:: DOCUMENT SOURCE ::

Le modèle social inspire aussi outre-Atlantique, où le président américain Barack Obama a allongé, dès le début de la crise, la durée d’indemnisation pour les demandeurs d’emploi de sorte que la consommation américaine ne s’effondre pas. Il a de même fait voter une réforme du système d’assurance-santé qui en étend le champ des bénéficiaires et permet de réaliser de substantielles économies dans un contexte où le système d’assurance privée coûte beaucoup plus cher que le modèle public, alors même qu’il précarise et exclut des pans importants de la société américaine.
Ce modèle social se diffuse également aux pays émergents puisque les prestations sociales se développent au Brésil, que Taiwan vient d'adopter un mécanisme de retraites par répartition et que les dirigeants chinois devraient faire de même dans les prochaines années pour accompagner l'évolution démographique de leur pays.
Bien sûr, notre modèle social comporte également bien des archaïsmes et des rigidités. Une simplification du droit du travail et de la sécurité sociale serait à cet égard bienvenue pour en réduire le coût pour la collectivité et faire disparaître, ou à tout le moins atténuer, la dualité d'un marché du travail divisé entre salariés relativement protégés et travailleurs précaires ou en recherche d'emploi. Outre la réorientation des prestations pour en améliorer l’efficacité, baser les cotisations sociales sur l’impôt, par exemple, permettrait de mettre en œuvre une plus grande justice sociale tout en améliorant le niveau des prestations proposées. De plus, le mécanisme de la formation professionnelle fera ainsi l'objet d'une négociation entre partenaires sociaux à la fin de l'année de sorte que ses fonds (30 à 40 Mds) aillent d'abord vers les demandeurs d'emploi qui recherchent une reconversion (seulement 10% finance la formation des demandeurs d’emploi).

:::

### CONSIGNE
Prolongez le texte ci-dessus sur le modèle social en reprenant juste après sa dernière phrase.

:: EXTRAITS DES ENTRÉES ::

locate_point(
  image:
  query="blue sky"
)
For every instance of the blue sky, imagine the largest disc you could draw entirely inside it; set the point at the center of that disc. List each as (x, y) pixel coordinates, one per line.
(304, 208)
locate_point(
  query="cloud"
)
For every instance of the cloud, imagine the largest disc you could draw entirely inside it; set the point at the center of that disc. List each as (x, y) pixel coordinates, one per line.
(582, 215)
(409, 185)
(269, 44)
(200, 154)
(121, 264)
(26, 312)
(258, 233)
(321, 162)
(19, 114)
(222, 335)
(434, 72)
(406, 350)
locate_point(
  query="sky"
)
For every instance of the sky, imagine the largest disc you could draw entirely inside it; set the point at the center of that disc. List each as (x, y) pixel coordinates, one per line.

:::

### RÉSULTAT ATTENDU
Il nous appartient de mieux assurer la soutenabilité de notre modèle social car il nous apparaît irresponsable de léguer aux générations futures le financement de prestations versées aujourd’hui. C’est le sens de la réforme de notre modèle de retraites par répartition qui doit permettre de réduire d’un tiers le déficit de la branche vieillesse à l’horizon 2020 et de mieux prendre en compte la pénibilité et la spécificité de carrières parfois hachées. C’est également le sens des mesures prises pour diminuer le plafond du quotient familial et réduire ainsi de 2 Mds le déficit de la branche famille.
Bien sûr, on peut toujours juger ces dispositifs insuffisamment ambitieux ou contraints par un contexte budgétaire restrictif. Mais la rhétorique de la réforme ne doit en toute hypothèse pas cacher, chez ceux qui la reprennent à droite, une volonté de démanteler le modèle social. Les récentes propositions de l’opposition relatives à l’introduction d’une dose de capitalisation dans notre système de retraites ou à la remise en cause du principe de l’universalité des prestations nous semblent ainsi incompatibles avec l’objectif de solidarité du modèle social français.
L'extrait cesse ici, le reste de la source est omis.